§ **READING TEXT**
[Start of section]
Applying a new Cognitive Model for Trauma in Northern Ireland

The latest research has shown that psychotherapy is an effective treatment for post-traumatic stress disorder related to terrorism and other civil conflict in Northern Ireland, consultant psychiatrist and specialist in the treatment of trauma disorders, Dr. Kate Gillespie told this month’s Dublin Conference of the Irish Council for Psychotherapy.
And treatment is effective, when delivered even more than 30 years following the trauma.
Dr. Gillespie is Clinical Director of the Northern Ireland Centre for Trauma and Transformation, which specialises in the assessment and treatment of trauma related disorders resulting from the Northern Ireland conflict.
She said that up to recently little was known about how to successfully treat trauma resulting from events such as the bombings in London in 2005, the attack on the World Trade Centre in New York and the train bombings in Madrid.
The only published evaluation of treatment after a terrorist bomb revealed that cognitive therapy  one of the psychotherapy disciplines delivered three months to two years to survivors of the Omagh bombings resulted in improvements in post traumatic stress disorder on a par with treatment for non-terrorist related illness.
Following these results the Northern Ireland treatment centre was established to offer trauma focused cognitive therapy to people affected by terrorism and other civil conflict over the past four decades.
[End of section]
§ **THE DATA**
[Start of section]
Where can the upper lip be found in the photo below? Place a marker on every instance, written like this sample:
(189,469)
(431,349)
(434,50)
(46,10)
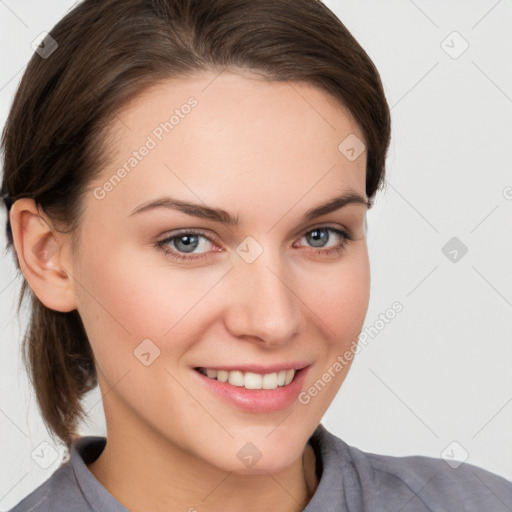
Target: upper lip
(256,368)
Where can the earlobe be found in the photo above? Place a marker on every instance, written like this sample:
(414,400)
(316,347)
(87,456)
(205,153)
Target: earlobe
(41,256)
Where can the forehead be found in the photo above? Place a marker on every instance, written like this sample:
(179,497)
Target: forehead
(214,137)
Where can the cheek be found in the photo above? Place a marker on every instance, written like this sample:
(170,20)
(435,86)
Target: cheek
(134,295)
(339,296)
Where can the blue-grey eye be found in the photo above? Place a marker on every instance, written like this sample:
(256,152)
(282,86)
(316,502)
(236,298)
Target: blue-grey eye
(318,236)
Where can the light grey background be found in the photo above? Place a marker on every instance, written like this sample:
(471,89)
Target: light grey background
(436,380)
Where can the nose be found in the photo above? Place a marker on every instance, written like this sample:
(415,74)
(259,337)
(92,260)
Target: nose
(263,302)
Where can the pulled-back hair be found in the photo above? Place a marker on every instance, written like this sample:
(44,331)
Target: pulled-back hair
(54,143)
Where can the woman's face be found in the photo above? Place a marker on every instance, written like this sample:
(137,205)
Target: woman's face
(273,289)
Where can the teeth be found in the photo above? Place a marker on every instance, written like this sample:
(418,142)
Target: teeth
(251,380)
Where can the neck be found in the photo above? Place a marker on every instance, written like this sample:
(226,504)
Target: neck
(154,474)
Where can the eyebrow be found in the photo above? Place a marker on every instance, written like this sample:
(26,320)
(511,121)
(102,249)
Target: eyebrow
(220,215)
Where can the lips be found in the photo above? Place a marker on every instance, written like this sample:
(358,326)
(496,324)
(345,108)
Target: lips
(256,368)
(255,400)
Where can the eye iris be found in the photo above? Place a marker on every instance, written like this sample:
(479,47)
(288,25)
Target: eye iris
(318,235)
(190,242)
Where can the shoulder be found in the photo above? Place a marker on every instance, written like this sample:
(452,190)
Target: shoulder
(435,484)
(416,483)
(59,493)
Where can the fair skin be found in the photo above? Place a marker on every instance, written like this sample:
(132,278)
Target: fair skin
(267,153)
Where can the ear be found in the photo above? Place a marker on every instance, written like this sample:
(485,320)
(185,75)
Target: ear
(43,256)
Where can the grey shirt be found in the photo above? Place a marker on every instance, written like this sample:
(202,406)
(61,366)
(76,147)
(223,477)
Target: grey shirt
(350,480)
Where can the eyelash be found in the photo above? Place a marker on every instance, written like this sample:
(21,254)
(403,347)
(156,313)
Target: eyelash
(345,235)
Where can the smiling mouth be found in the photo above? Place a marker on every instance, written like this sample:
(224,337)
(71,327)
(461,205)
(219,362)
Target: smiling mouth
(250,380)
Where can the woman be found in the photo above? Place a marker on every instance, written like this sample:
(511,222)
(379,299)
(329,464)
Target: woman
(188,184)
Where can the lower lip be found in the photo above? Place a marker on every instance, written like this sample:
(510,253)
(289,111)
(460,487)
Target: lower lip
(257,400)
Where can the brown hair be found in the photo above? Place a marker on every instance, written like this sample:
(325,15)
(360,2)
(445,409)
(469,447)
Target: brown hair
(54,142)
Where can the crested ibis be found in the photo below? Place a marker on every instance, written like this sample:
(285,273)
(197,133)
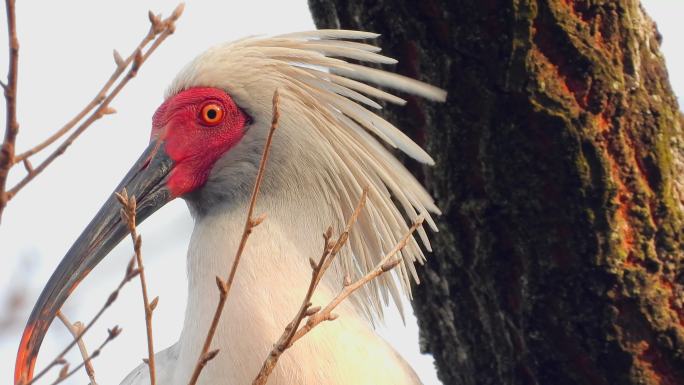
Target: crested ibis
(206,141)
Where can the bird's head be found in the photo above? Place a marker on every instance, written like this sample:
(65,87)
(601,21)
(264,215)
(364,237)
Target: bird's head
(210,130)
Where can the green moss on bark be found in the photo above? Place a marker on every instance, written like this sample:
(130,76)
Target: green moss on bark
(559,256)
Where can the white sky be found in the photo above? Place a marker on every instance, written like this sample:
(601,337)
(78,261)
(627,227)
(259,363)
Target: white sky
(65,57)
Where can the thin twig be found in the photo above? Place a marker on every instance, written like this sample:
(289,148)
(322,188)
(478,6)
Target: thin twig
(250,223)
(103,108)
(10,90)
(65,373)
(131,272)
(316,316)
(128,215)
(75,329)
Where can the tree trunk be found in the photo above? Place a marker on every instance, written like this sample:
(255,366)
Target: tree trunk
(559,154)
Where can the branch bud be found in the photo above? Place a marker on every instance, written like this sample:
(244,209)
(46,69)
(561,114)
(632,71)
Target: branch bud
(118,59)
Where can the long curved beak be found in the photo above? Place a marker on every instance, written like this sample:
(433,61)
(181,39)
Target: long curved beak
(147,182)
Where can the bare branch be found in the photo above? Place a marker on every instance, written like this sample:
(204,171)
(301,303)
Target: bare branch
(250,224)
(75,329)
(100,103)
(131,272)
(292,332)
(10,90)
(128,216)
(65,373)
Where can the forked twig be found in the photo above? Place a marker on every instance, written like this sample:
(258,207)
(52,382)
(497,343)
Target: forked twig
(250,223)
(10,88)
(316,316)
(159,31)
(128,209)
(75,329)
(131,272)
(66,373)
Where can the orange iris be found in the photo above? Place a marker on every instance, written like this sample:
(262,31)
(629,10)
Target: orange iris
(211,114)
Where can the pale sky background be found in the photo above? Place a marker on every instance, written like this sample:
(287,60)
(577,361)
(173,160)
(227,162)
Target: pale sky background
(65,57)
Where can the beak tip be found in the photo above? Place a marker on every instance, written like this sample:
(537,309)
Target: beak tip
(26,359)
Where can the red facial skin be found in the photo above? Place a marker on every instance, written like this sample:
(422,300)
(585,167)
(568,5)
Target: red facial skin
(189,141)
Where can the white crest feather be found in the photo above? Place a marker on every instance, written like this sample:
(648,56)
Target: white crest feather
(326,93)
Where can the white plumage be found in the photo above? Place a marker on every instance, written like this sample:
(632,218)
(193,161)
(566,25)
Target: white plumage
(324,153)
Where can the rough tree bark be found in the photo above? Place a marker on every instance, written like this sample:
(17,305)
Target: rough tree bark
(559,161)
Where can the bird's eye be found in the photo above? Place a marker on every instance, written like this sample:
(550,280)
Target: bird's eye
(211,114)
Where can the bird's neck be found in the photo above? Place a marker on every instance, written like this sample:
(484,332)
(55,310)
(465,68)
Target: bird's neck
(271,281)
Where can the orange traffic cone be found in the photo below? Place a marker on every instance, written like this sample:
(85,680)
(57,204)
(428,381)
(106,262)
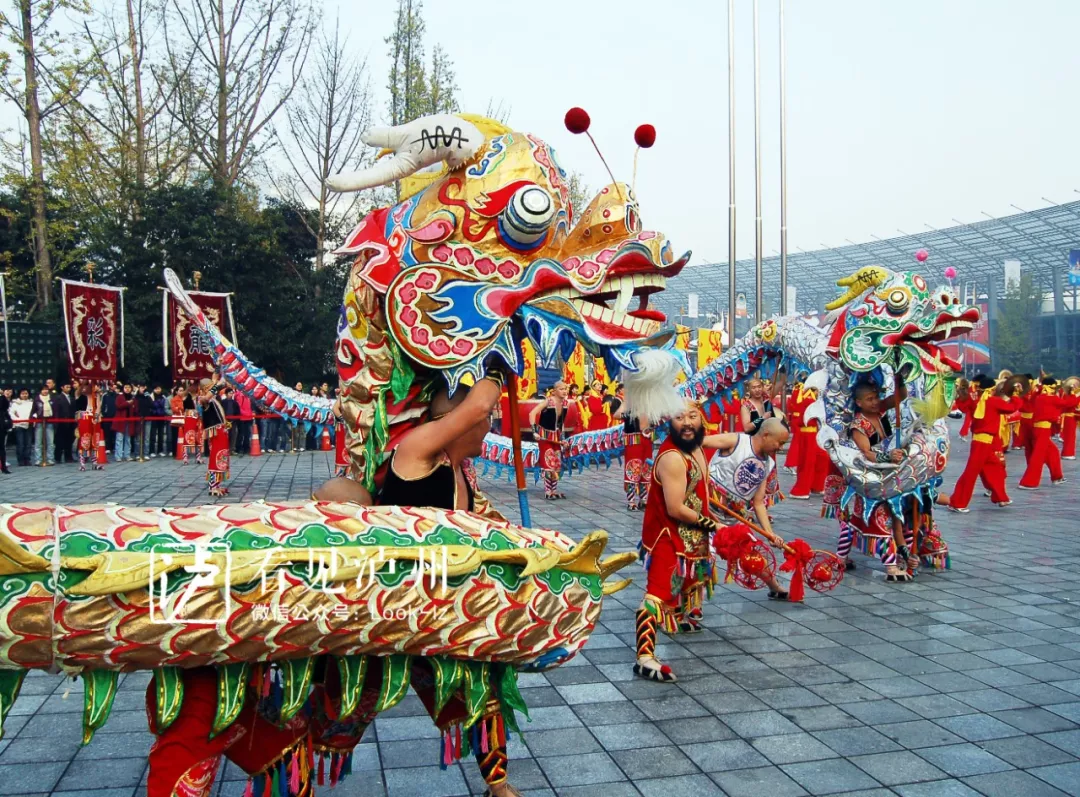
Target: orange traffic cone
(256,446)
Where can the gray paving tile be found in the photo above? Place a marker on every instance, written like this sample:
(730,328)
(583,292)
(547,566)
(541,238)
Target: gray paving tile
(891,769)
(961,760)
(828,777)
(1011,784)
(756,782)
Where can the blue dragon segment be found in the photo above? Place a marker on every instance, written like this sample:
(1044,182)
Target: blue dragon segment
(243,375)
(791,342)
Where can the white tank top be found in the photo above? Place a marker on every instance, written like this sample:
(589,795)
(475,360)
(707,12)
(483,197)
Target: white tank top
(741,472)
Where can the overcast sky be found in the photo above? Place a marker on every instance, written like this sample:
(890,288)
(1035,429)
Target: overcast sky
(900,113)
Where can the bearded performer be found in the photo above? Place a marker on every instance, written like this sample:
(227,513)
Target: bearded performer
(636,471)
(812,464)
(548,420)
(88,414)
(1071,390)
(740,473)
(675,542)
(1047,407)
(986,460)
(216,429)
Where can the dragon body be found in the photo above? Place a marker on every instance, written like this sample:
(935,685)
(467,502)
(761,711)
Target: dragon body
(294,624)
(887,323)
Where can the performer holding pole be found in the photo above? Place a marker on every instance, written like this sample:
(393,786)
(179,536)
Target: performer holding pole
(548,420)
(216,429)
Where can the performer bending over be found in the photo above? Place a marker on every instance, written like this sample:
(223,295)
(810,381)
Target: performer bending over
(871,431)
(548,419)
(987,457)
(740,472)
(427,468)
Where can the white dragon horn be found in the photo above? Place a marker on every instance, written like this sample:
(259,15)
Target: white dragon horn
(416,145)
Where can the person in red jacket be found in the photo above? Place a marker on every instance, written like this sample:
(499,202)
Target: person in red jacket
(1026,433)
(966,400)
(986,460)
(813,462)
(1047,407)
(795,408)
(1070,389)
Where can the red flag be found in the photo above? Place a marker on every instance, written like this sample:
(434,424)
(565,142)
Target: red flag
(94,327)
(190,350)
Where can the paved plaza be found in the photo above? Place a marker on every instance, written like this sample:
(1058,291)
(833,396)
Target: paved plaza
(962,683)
[End of section]
§ **ASSIGNED TASK**
Resume the article on treating conflict-related trauma in Northern Ireland, continuing on from its final sentence.

§ **ANSWER BELOW**
Dr. Gillespie said that a new study of 58 consecutive patients treated at the Centre  some up to 33 years after the trauma – had shown significant and substantial reductions in the symptoms of post traumatic stress disorder and depression.
A high proportion of the patient had experienced multiple traumas and these patients improved as much as those who had experienced fewer traumas.
The present or absence of another psychiatric disorder did not influence the extent of a patient’s reduction in symptoms of post-traumatic stress disorder. Physical problems resulting from the trauma did not predict poorer outcome, but high levels of depression at intake were associated with poorer outcome  a finding not observed in the Omagh bomb study.,
Dr. Gillespie told the Conference, that recent guidelines from the National Institute for Health and Clinical Excellence (NICE) in the UK recommend cognitive behaviour therapy as a treatment of choice alone or in conjunction with drugs  for many psychiatric disorders.